> Items for pointing at named objects:
— Begin —

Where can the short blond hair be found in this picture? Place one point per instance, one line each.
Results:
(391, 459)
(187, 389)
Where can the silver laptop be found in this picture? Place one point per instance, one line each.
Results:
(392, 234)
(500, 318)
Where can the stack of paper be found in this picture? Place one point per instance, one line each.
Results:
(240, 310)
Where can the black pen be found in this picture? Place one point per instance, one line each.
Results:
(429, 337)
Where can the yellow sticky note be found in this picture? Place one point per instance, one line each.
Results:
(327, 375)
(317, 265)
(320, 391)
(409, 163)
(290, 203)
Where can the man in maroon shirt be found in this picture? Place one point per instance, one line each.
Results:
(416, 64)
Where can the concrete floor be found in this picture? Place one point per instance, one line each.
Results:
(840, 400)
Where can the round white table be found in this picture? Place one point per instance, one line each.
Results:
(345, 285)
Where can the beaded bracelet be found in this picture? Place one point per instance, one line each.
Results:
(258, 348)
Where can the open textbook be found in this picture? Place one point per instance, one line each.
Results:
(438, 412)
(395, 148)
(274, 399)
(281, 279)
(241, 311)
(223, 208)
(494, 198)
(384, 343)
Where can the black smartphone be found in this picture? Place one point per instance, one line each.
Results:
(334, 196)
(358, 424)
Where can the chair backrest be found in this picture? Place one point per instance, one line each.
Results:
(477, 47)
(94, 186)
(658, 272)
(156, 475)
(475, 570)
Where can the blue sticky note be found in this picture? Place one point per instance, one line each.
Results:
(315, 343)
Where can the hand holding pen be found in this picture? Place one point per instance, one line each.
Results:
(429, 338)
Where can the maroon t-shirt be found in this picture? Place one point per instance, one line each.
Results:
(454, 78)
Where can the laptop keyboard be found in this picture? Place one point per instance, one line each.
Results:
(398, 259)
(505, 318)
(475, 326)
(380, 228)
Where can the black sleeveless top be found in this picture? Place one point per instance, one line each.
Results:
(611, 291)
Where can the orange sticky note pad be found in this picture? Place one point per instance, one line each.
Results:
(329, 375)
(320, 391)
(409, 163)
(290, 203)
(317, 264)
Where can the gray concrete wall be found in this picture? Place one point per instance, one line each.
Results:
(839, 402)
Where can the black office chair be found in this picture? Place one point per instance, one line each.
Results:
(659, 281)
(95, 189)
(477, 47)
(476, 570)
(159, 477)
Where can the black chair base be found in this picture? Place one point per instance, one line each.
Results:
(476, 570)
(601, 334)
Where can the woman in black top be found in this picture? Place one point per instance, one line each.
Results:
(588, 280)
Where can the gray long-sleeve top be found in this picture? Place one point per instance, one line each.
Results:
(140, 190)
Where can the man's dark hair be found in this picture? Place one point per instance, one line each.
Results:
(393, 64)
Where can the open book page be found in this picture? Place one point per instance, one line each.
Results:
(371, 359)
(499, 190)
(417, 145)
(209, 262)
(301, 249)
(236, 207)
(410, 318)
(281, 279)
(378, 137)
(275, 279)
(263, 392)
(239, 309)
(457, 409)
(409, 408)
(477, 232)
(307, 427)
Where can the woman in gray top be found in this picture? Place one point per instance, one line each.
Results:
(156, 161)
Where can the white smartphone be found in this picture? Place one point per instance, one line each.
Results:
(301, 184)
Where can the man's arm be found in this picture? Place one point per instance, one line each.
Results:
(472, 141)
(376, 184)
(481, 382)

— End —

> PROBLEM DESCRIPTION: Copy every item above verbatim, line for line, with nothing altered.

> RESPONSE TO THE TASK:
Where can the short blond hair be found in this picture? Place one point per instance, one line each.
Results:
(391, 459)
(187, 389)
Where can the silver laptop be found in this picture? Place one point per instance, one line each.
Results:
(392, 234)
(500, 318)
Where can the stack of paper be found in this picture? Place one point per instance, one line each.
Results:
(240, 310)
Where can the black pen be found in this picture? Place one point per instance, one line each.
Results:
(429, 337)
Where can the yellow sticky note be found in this picture? Place one point per instance, one line each.
Results:
(327, 375)
(317, 265)
(320, 391)
(409, 163)
(290, 203)
Where can the man in maroon shirt be found in this picture? Place one point per instance, one line each.
Results:
(416, 64)
Where can the concrete floor be found in this picture? Place one point per instance, one line each.
Results:
(840, 400)
Where can the round white table be found in this picture? Place one point per instance, one line each.
Results:
(345, 285)
Where can the beaded bracelet be found in this picture? Place one point per instance, one line each.
Results:
(258, 348)
Where can the open textbook be found in this picture? Place one point per instance, one line each.
Results:
(438, 412)
(395, 148)
(274, 399)
(281, 279)
(241, 311)
(223, 208)
(494, 198)
(384, 343)
Where can the black smartphone be found in this picture? Place one point per instance, one line each.
Results:
(334, 196)
(358, 424)
Where can the chair backrest be found in this picture? Place one point per instance, one line each.
Results:
(477, 47)
(94, 186)
(658, 272)
(156, 475)
(475, 570)
Where can the blue sticky note be found in this picture? Place one point per instance, one line each.
Results:
(315, 343)
Where can the hand holding pen be found in this picture? Place one point per instance, one line each.
Results:
(429, 338)
Where can the maroon t-shirt be found in this picture? Place one point per instance, one line each.
Results:
(454, 78)
Where can the laptop keyboard be found in this picture? Place one point per instance, one line each.
Results:
(398, 259)
(505, 318)
(475, 326)
(380, 228)
Where can the black sleeveless top be found in this picture? Place one point per instance, one line each.
Results:
(611, 291)
Where can the orange sticky note pad be found in this picture? Place one point per instance, one line each.
Results:
(329, 375)
(320, 391)
(409, 163)
(290, 203)
(317, 264)
Where can the gray concrete wall be found in this picture? Place one point per instance, one line each.
Results:
(839, 402)
Where can the black office chair be found in this picture? Place one point per instance, one line each.
Results:
(659, 281)
(95, 189)
(477, 47)
(476, 570)
(159, 477)
Where can the black chair base be found in this picture? Place one point per instance, one line each.
Results:
(476, 570)
(601, 334)
Where can the woman in black top be found in this picture? Place one point per instance, one line each.
Results:
(588, 280)
Where can the gray long-sleeve top be found in this picture? Place one point per instance, one line each.
Results:
(140, 190)
Where can the man's dark hair be found in this picture? Place one point per instance, one line each.
Results:
(393, 64)
Where can the open book page be found in this picture? Place one point per instance, one line each.
Results:
(371, 359)
(499, 190)
(417, 145)
(209, 262)
(301, 249)
(236, 207)
(410, 318)
(281, 279)
(378, 137)
(275, 279)
(263, 392)
(239, 309)
(457, 409)
(409, 408)
(477, 232)
(307, 427)
Where can the woman in gray top be found in this picture? Place one point per instance, one line each.
Results:
(156, 161)
Where can the white smartphone be found in this picture? Place one point per instance, one line each.
Results:
(301, 184)
Where can the man's arm be found in this picture? Place one point per instance, one line each.
Results:
(472, 141)
(376, 184)
(481, 382)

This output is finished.